Excerpts of pointing data
►

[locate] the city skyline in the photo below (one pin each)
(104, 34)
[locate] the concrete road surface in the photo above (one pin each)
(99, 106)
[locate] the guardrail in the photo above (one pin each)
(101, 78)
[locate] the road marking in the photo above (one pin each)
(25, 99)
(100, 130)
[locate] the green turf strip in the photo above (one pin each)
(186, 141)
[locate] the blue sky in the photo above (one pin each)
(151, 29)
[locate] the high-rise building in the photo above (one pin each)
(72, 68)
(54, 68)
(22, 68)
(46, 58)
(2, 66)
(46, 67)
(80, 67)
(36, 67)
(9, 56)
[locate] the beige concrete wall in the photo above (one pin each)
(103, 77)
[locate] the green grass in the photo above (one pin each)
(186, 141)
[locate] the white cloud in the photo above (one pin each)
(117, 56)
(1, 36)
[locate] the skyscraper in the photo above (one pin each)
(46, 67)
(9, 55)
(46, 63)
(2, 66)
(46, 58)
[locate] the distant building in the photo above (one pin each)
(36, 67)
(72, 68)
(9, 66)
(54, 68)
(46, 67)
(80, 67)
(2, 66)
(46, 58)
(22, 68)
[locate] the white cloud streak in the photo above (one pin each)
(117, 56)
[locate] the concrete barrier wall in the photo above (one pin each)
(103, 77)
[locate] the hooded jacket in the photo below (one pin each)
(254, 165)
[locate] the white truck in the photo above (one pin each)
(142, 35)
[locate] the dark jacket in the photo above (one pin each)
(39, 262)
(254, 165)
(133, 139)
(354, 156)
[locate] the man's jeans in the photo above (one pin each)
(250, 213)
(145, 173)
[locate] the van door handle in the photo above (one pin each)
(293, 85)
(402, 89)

◄

= Exercise aim =
Retype all of the material above word for word, keeping every line intact.

= Exercise answer =
[locate] the city skyline in the photo below (one pin each)
(104, 34)
[locate] the concrete road surface in the photo above (one pin each)
(99, 106)
[locate] the guardrail in the photo above (one pin each)
(101, 78)
[locate] the road marking in the photo above (one pin each)
(25, 99)
(100, 130)
[locate] the green turf strip in the photo above (one pin each)
(186, 141)
[locate] the blue sky in the photo above (one pin each)
(151, 29)
[locate] the high-rise building in the photo above (one pin each)
(72, 68)
(54, 68)
(22, 68)
(46, 58)
(2, 66)
(46, 67)
(80, 67)
(36, 67)
(9, 56)
[locate] the beige concrete wall in the photo above (one pin each)
(103, 77)
[locate] the green grass in the photo above (one pin each)
(186, 141)
[locate] the white cloud in the photo above (one pin each)
(117, 56)
(1, 36)
[locate] the skyscraper in the photo above (one pin each)
(46, 67)
(9, 55)
(46, 63)
(2, 66)
(46, 58)
[locate] the distant building in the photo above (one pin each)
(36, 67)
(72, 68)
(9, 66)
(54, 68)
(46, 67)
(80, 67)
(2, 66)
(46, 58)
(22, 68)
[locate] the white cloud streak in the photo above (one pin each)
(117, 56)
[locate] the concrete barrier wall in the photo above (one pin each)
(103, 77)
[locate] the hooded jacket in the photo below (one pin each)
(254, 165)
[locate] the white truck in the photo above (one pin each)
(142, 35)
[locate] the dark jacket in the photo above (one pin each)
(39, 262)
(254, 165)
(133, 139)
(354, 156)
[locate] the man's jeans in the photo above (one pin each)
(250, 213)
(145, 173)
[locate] the van door handle in the photo above (one pin each)
(293, 85)
(402, 89)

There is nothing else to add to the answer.